* _SCHRIFTLICHE ANWEISUNG 1_
Schreib aus den Blöcken unten die Zeilen unverändert ab, beginnend bei der Zeile mit "Give the innermost point of each instance of the camouflage" und endend bei der Zeile mit "(1278, 350)". Beide Zeilen gehören dazu.

* _ZITIERTER TEXT_
^^^^^^^^

Kleine Schlauchis dürfen oft nur 10 PS - die kosten aber ganau so viel wie die 15er (kann man ja eventuell "aufmachen).
Und ein guter 8er liegt im Preis zumeist unter der Halfte der 9.9/10PS Motoren.
Übrigens wiegt der Yamaha 6D/8C 27 kg.

Für meinen 15er 2T mit 33 kg habe ich vor Jahren gebraucht 320€ bezahlt, da war er noch führerscheinpflichtig.
Was ich wohl heute dafür bekommen würde?
(Nein - er steht nicht zum Verkauf!)


----------



## Chips (22. Oktober 2017)

*AW: Wieviel PS hat der YAMAHA 6 wirklich?*

_*Frage vorab. Du weisst schon, das man mittlerweile 15 PS Führerscheinfrei fahren darf?
*_
Ja, weiß ich, habe auch einen (Boots)Führerschein.

Das Schlauchboot ist ein älteres Achilles LS-4 und darf max.
6 PS am Heck haben.

Ausserdem soll der Motor noch tragbar sein, nächstes Jahr
gehts im WoMo auf Rundreise durch Norge, da soll mir die 
Kombo zur Seite stehen.

Chips


----------

^^^^^^^^

* _ZU VERWENDENDE DATEN_
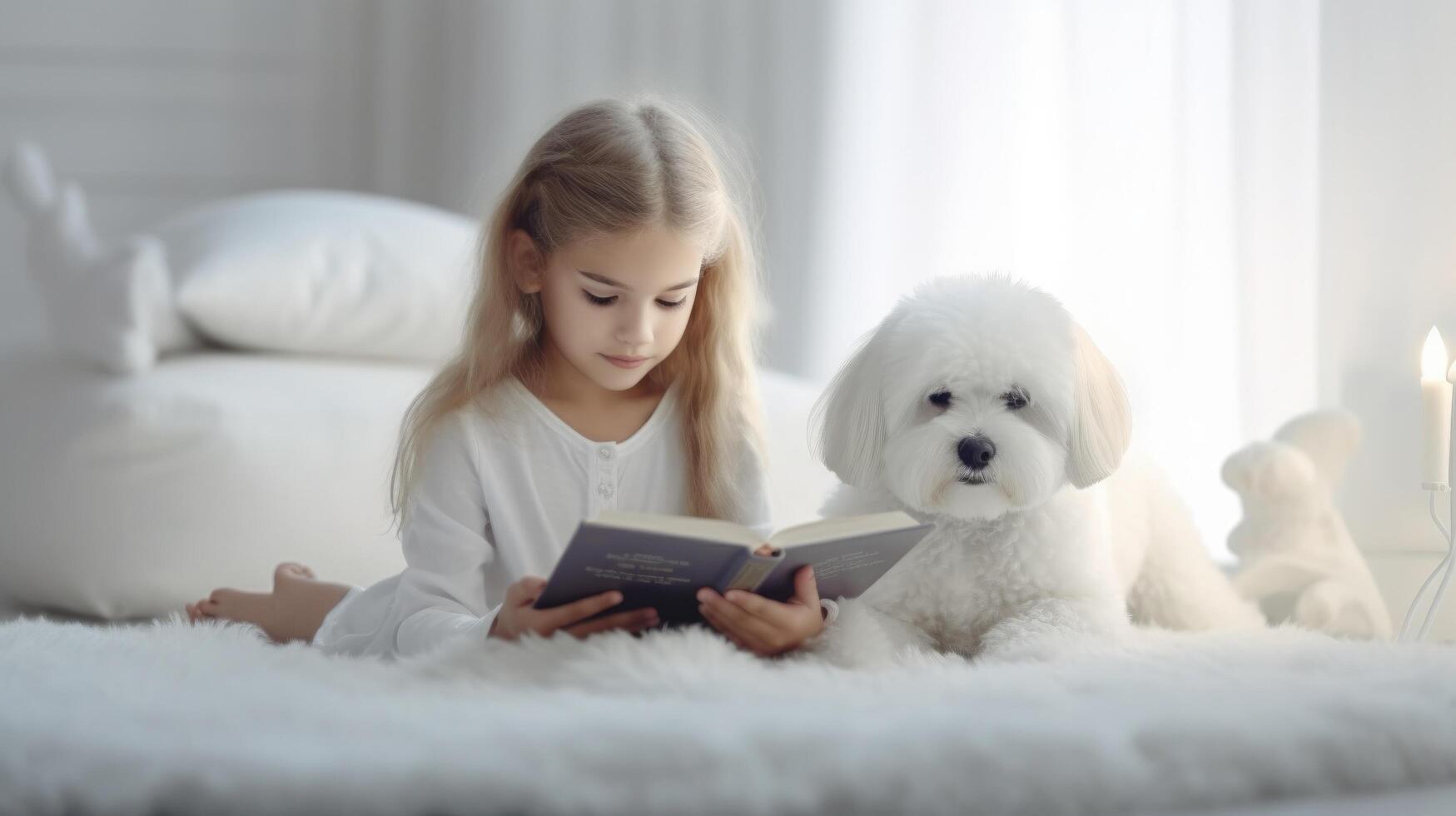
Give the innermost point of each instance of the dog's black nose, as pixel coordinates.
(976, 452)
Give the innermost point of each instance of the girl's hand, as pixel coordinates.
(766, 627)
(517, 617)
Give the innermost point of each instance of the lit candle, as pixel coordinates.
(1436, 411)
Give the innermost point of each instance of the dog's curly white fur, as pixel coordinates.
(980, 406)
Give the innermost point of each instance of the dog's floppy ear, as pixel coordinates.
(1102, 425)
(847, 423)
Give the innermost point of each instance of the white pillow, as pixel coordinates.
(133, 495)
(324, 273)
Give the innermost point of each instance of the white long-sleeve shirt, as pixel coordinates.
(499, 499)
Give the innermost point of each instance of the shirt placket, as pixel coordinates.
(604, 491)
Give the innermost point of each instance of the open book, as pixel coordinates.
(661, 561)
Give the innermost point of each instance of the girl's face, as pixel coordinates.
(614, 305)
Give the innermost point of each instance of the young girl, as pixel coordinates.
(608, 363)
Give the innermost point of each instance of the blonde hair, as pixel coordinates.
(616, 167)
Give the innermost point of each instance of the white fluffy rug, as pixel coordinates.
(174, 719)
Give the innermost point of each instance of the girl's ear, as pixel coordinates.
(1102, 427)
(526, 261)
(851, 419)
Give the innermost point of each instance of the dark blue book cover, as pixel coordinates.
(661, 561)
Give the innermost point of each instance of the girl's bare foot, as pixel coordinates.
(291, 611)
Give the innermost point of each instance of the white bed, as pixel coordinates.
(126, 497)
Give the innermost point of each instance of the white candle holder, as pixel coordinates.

^^^^^^^^

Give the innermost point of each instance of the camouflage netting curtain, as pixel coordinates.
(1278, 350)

^^^^^^^^

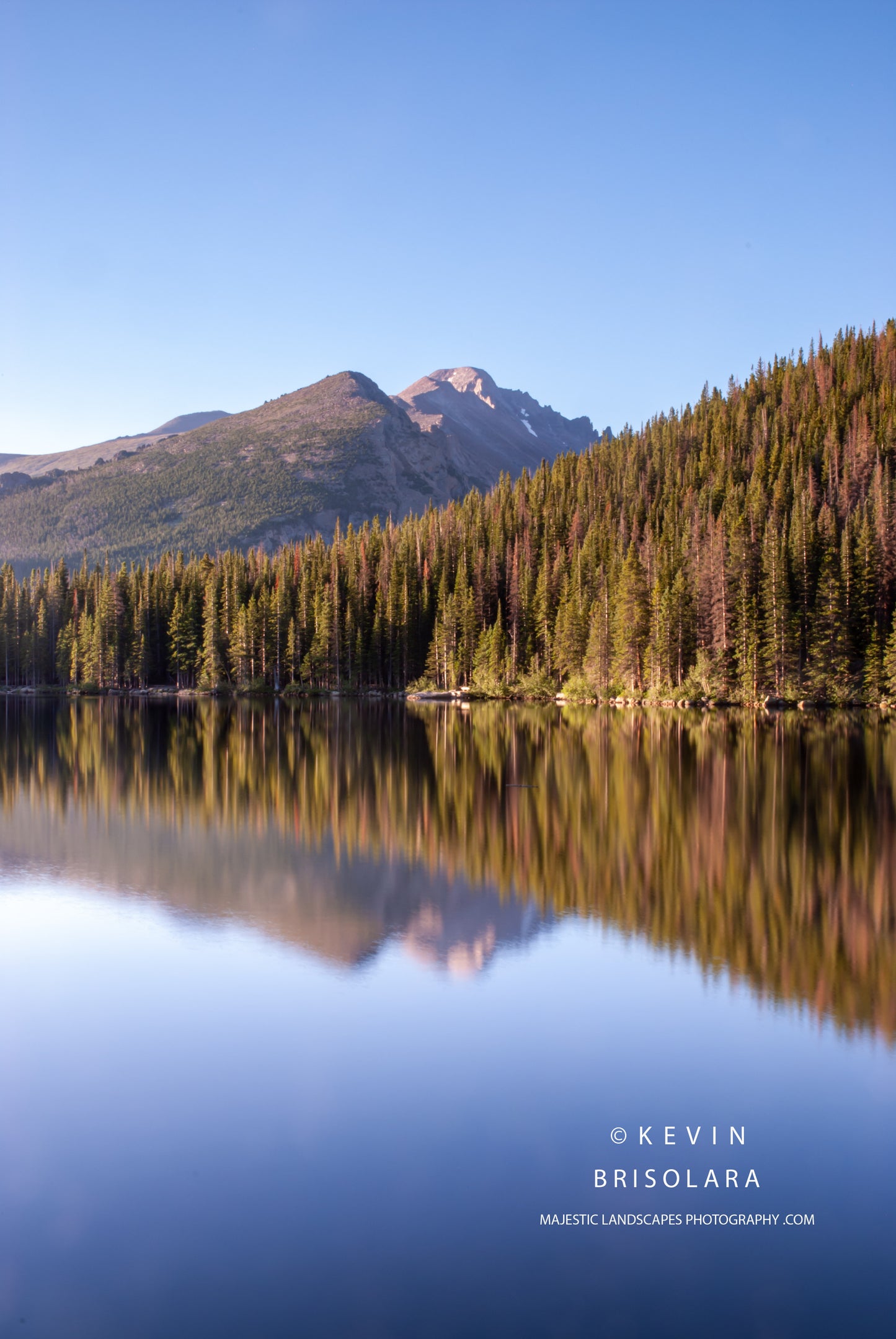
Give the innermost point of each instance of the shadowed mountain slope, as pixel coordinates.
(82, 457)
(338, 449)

^^^^^^^^

* _SCHRIFTLICHE ANWEISUNG 2_
Ändere den Abschnitt des Forumsbeitrags, der mit "## Chips (22." beginnt und mit "auch einen (Boots)Führerschein." endet: Ersetze "Frage" durch "Hinweis" und gib den Abschnitt sonst unverändert wieder.

* _SCHRIFTLICHE ANTWORT 1_
Give the innermost point of each instance of the camouflage netting curtain, as pixel coordinates.
(1278, 350)

* _SCHRIFTLICHE ANTWORT 2_
## Chips (22. Oktober 2017)

*AW: Wieviel PS hat der YAMAHA 6 wirklich?*

_*Hinweis vorab. Du weisst schon, das man mittlerweile 15 PS Führerscheinfrei fahren darf?
*_
Ja, weiß ich, habe auch einen (Boots)Führerschein.